Problem statement: Return the lines of the listing below, unchanged, from its first line through the line containing "Query: suspension bridge", inclusive. Leave the pictures out of your answer.

+++ Input rows

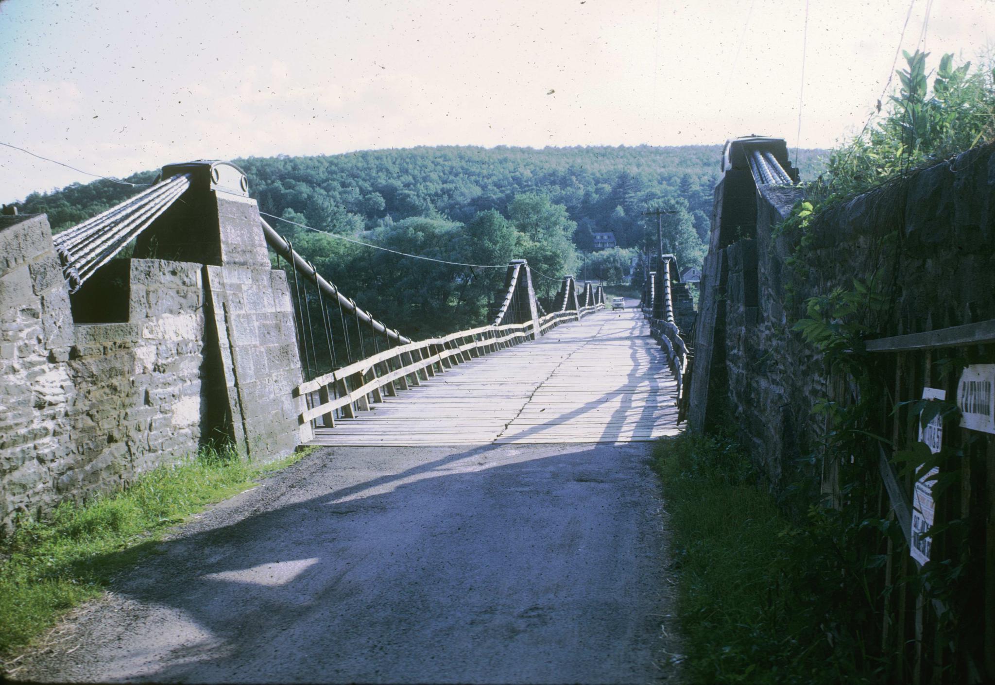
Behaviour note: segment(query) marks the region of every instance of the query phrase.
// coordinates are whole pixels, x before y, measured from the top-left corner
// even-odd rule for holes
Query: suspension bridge
[[[777,158],[747,161],[777,176]],[[321,448],[185,524],[60,628],[78,649],[26,655],[23,673],[657,678],[677,647],[647,457],[689,413],[696,320],[676,258],[622,310],[571,275],[538,297],[548,277],[525,260],[457,264],[503,270],[488,321],[416,340],[342,293],[249,190],[230,163],[189,162],[55,235],[44,215],[0,216],[16,350],[0,457],[24,465],[5,482],[48,465],[8,489],[5,525],[219,440],[261,460]]]
[[[466,265],[505,269],[491,322],[415,341],[304,259],[228,162],[168,165],[159,181],[54,235],[52,245],[72,316],[92,326],[135,318],[112,314],[111,286],[121,282],[114,258],[126,246],[134,263],[203,264],[202,376],[227,388],[220,407],[204,405],[221,389],[201,388],[202,423],[250,452],[264,452],[264,443],[280,452],[630,442],[678,431],[690,352],[675,291],[692,320],[694,310],[672,255],[647,274],[642,307],[622,311],[607,311],[604,289],[571,275],[543,302],[525,260]]]

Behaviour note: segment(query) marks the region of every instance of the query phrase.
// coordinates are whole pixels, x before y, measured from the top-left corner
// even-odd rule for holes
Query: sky
[[[0,0],[0,142],[110,176],[437,144],[827,147],[868,119],[906,16],[930,67],[995,37],[992,0]],[[0,147],[0,201],[93,179]]]

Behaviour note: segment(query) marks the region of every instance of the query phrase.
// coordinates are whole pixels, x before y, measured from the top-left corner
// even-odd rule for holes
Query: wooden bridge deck
[[[674,435],[677,383],[637,310],[463,363],[317,428],[312,445],[633,442]]]

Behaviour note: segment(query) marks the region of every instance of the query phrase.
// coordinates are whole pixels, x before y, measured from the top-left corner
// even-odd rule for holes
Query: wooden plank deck
[[[676,396],[646,320],[605,311],[384,397],[308,444],[645,441],[679,432]]]

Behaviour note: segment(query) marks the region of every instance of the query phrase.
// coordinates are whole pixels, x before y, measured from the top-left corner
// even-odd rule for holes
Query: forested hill
[[[818,151],[802,150],[802,169]],[[234,160],[260,209],[298,224],[450,262],[528,260],[548,303],[567,273],[625,282],[638,251],[664,249],[700,266],[721,147],[415,147]],[[811,173],[805,174],[811,177]],[[155,172],[128,180],[150,182]],[[24,212],[48,212],[55,230],[95,216],[135,190],[108,180],[33,194]],[[485,323],[503,269],[467,269],[402,257],[271,220],[323,276],[406,335]],[[620,247],[593,251],[592,231]],[[126,253],[122,253],[124,256]],[[631,273],[638,285],[643,270]]]
[[[811,177],[821,150],[801,150]],[[413,147],[321,156],[249,157],[235,162],[249,174],[264,211],[291,209],[302,223],[353,232],[409,217],[469,222],[480,211],[506,213],[515,195],[539,191],[566,207],[574,242],[592,247],[591,231],[612,230],[621,247],[643,238],[642,212],[658,200],[681,198],[703,237],[720,145],[677,147]],[[154,172],[130,180],[148,181]],[[130,188],[109,181],[34,193],[21,211],[46,211],[61,230],[124,199]]]

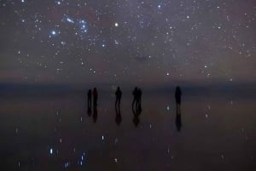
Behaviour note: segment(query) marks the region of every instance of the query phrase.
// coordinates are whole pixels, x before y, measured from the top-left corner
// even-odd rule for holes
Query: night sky
[[[255,0],[1,0],[0,83],[256,81]]]

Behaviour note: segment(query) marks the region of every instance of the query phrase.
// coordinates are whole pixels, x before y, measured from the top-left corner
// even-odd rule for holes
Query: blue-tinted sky
[[[256,81],[254,0],[2,0],[0,82]]]

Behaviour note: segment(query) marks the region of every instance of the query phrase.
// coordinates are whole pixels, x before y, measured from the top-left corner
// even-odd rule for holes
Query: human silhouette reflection
[[[91,90],[89,89],[87,93],[87,113],[89,117],[91,115]]]
[[[92,118],[93,118],[94,123],[96,122],[97,117],[98,117],[97,106],[94,105],[93,106],[93,114],[92,114]]]
[[[93,88],[93,107],[97,106],[98,92],[96,88]]]
[[[135,127],[137,127],[137,125],[140,123],[139,116],[142,113],[142,105],[141,105],[141,104],[139,104],[137,106],[136,106],[135,109],[132,105],[131,109],[132,109],[132,113],[133,113],[133,120],[132,121],[133,121]]]
[[[122,91],[120,90],[120,88],[118,87],[115,92],[115,107],[117,105],[119,105],[119,108],[120,107],[121,97],[122,97]]]
[[[133,107],[134,104],[137,105],[137,87],[134,88],[132,92],[132,95],[133,95],[133,100],[132,100],[132,107]]]
[[[115,105],[115,123],[117,125],[119,125],[122,122],[122,116],[120,111],[120,105]]]
[[[182,128],[182,118],[181,118],[181,96],[182,92],[180,87],[176,87],[175,100],[176,100],[176,128],[177,131],[181,130]]]

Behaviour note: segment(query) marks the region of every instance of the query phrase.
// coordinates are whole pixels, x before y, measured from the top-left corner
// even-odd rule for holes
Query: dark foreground
[[[99,94],[96,114],[84,94],[0,100],[0,170],[255,170],[255,98],[147,94],[134,117],[123,94]],[[96,122],[94,122],[94,120]]]

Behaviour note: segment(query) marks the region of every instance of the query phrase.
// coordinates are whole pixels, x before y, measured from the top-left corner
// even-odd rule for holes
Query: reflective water
[[[255,170],[254,98],[143,92],[142,112],[124,92],[120,110],[86,91],[0,101],[0,170]],[[4,168],[4,169],[3,169]]]

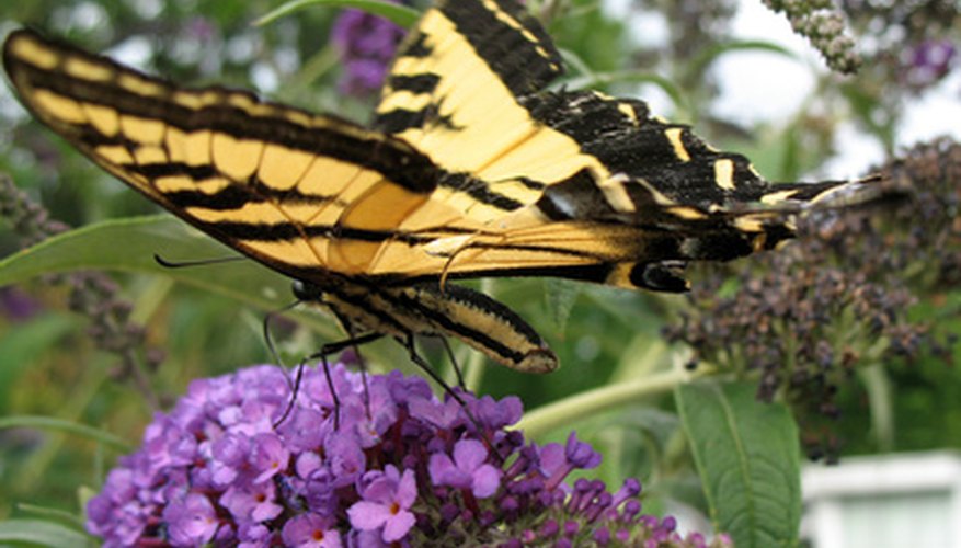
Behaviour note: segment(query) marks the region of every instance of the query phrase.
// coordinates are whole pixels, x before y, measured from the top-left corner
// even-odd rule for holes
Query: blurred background
[[[883,169],[918,197],[896,210],[815,216],[782,255],[694,269],[689,296],[484,282],[549,341],[563,366],[550,376],[478,366],[455,342],[476,390],[516,393],[535,409],[707,367],[757,380],[760,399],[790,404],[803,447],[822,460],[961,446],[961,383],[951,365],[961,332],[961,146],[951,140],[961,132],[959,8],[947,0],[845,0],[836,12],[773,10],[782,3],[802,2],[528,2],[564,53],[562,83],[648,100],[716,147],[745,153],[774,181]],[[0,36],[30,25],[185,85],[252,88],[366,121],[402,32],[323,7],[251,25],[276,7],[12,1],[0,3]],[[54,220],[81,227],[158,212],[31,121],[5,87],[0,172],[24,193],[2,192],[0,256],[62,228]],[[196,237],[184,230],[183,238]],[[229,254],[203,249],[208,258]],[[115,252],[149,259],[153,251]],[[164,253],[182,258],[175,248]],[[117,265],[138,270],[126,259]],[[0,288],[0,416],[54,416],[135,444],[151,414],[192,378],[272,362],[263,318],[293,299],[282,277],[239,269],[111,272]],[[262,285],[244,295],[251,279]],[[272,329],[287,364],[340,336],[333,322],[310,312],[277,319]],[[422,351],[451,378],[441,347],[425,342]],[[374,369],[415,372],[391,341],[363,355]],[[610,482],[642,478],[654,507],[705,506],[670,387],[573,426],[606,455],[602,477]],[[82,436],[0,430],[0,517],[16,503],[76,511],[78,486],[96,489],[114,457]]]

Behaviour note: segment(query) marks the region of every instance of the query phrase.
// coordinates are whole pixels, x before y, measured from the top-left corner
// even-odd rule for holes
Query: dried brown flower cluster
[[[50,219],[47,210],[18,189],[5,174],[0,174],[0,219],[11,226],[23,248],[39,243],[69,228]],[[145,345],[145,330],[142,326],[129,320],[131,306],[117,297],[117,286],[110,276],[100,272],[76,272],[47,275],[44,276],[44,282],[70,287],[70,310],[90,318],[88,332],[94,344],[121,357],[117,377],[133,376],[145,396],[149,397],[150,390],[138,367]],[[162,361],[162,352],[151,349],[144,353],[144,363],[149,368],[156,367]]]
[[[909,311],[961,285],[961,145],[920,145],[880,171],[909,197],[809,215],[800,241],[754,269],[711,270],[668,339],[722,370],[758,372],[758,397],[783,396],[802,424],[837,415],[835,395],[857,366],[949,361],[951,338]]]

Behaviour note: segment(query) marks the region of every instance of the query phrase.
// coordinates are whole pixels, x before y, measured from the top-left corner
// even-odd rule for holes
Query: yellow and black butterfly
[[[785,212],[843,183],[778,184],[644,103],[546,91],[562,72],[514,0],[447,0],[402,44],[373,128],[187,89],[32,31],[3,62],[23,103],[101,168],[294,278],[350,336],[456,336],[549,372],[516,313],[446,283],[559,276],[687,288],[689,261],[793,235]]]

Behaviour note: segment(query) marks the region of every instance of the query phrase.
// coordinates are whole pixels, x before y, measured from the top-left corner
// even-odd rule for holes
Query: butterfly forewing
[[[4,64],[30,110],[94,162],[298,277],[366,272],[441,173],[378,132],[247,92],[178,88],[30,31],[9,37]]]

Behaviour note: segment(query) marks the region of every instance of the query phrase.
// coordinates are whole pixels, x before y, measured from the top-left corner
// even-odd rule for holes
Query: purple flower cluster
[[[331,36],[344,59],[341,91],[351,95],[379,91],[404,34],[407,31],[384,18],[363,10],[344,10]]]
[[[338,365],[339,425],[321,368],[288,418],[288,374],[258,366],[195,380],[88,504],[104,546],[706,546],[641,514],[640,483],[564,480],[600,455],[525,444],[515,397],[438,400],[398,372]],[[470,415],[468,415],[467,411]],[[714,546],[727,545],[721,536]]]

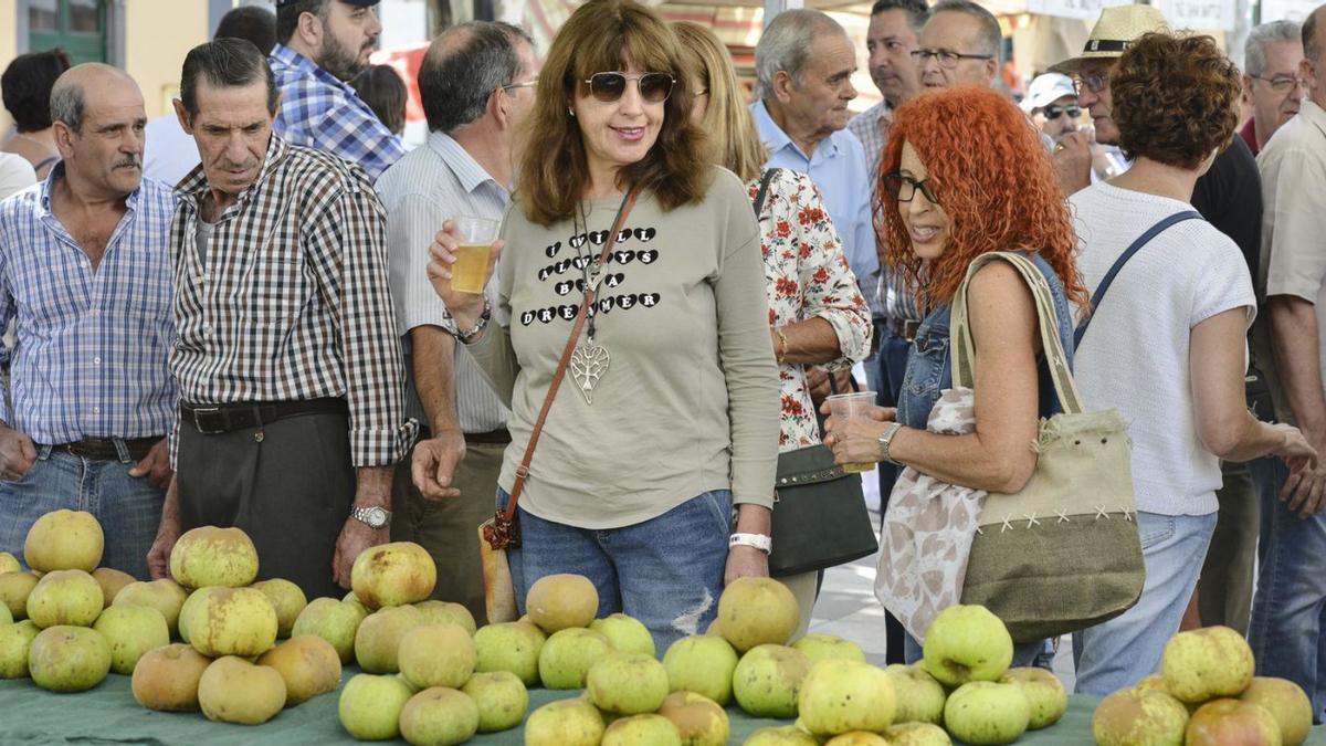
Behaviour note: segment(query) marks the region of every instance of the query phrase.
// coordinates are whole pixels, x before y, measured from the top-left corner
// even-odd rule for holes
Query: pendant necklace
[[[617,228],[618,218],[622,215],[622,208],[626,207],[626,199],[622,198],[622,206],[617,208],[617,218],[613,219],[613,228]],[[585,203],[579,204],[579,218],[585,227],[586,242],[589,242],[589,216],[585,214]],[[573,222],[574,230],[574,222]],[[605,251],[599,256],[593,254],[581,255],[579,248],[575,248],[575,258],[581,259],[581,283],[585,287],[585,303],[587,308],[585,309],[586,325],[585,325],[585,341],[575,345],[572,350],[570,369],[572,378],[575,381],[581,396],[585,397],[585,404],[594,404],[594,388],[607,373],[607,366],[611,362],[611,354],[609,354],[607,348],[598,344],[594,340],[594,319],[598,316],[598,303],[594,300],[594,293],[598,291],[598,285],[607,276],[609,269],[609,250],[611,250],[615,243],[617,236],[609,235],[605,239]],[[593,259],[591,259],[593,258]]]

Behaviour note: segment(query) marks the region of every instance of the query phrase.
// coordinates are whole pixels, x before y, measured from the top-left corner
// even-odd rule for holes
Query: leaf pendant
[[[607,348],[594,344],[593,340],[572,350],[572,378],[581,390],[581,396],[585,397],[585,404],[594,404],[594,386],[607,373]]]

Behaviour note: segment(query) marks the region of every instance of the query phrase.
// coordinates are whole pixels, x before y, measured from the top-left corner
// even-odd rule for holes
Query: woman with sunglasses
[[[1074,268],[1073,224],[1049,154],[1004,96],[959,88],[898,108],[880,173],[876,230],[886,261],[907,277],[926,317],[912,341],[898,409],[878,409],[873,421],[830,418],[825,441],[838,463],[890,461],[949,485],[1017,492],[1036,469],[1028,443],[1036,441],[1037,422],[1055,413],[1058,401],[1032,292],[1012,264],[987,264],[968,289],[975,431],[941,435],[926,425],[940,393],[952,388],[953,293],[983,254],[1017,251],[1036,264],[1050,287],[1059,338],[1071,358],[1069,304],[1085,304],[1086,291]],[[1014,665],[1028,665],[1041,648],[1018,645]],[[920,657],[910,634],[904,656],[908,662]]]
[[[768,150],[754,118],[741,100],[741,84],[727,48],[713,32],[687,21],[674,24],[682,52],[695,74],[691,121],[707,135],[709,158],[745,182],[760,204],[760,248],[764,255],[769,327],[782,390],[778,450],[819,443],[806,368],[850,369],[870,350],[870,308],[847,265],[842,242],[814,182],[805,174],[761,169]],[[805,634],[815,603],[817,572],[780,577],[801,607]]]
[[[598,616],[639,619],[659,653],[705,629],[725,577],[768,573],[778,442],[751,200],[709,163],[680,54],[643,5],[581,5],[538,77],[492,248],[500,303],[451,288],[450,226],[428,267],[459,338],[512,405],[500,504],[595,291],[517,499],[512,575],[521,611],[542,576],[589,577]]]

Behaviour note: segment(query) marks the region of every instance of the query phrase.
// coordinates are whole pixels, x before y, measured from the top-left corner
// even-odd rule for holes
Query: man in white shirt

++++++

Written answer:
Behaviour note: segment(query) marks the region of every instance of the query phrase.
// coordinates are whole pixels, x before y, measured from the top-left corner
// even-odd rule for holes
Query: suspension bridge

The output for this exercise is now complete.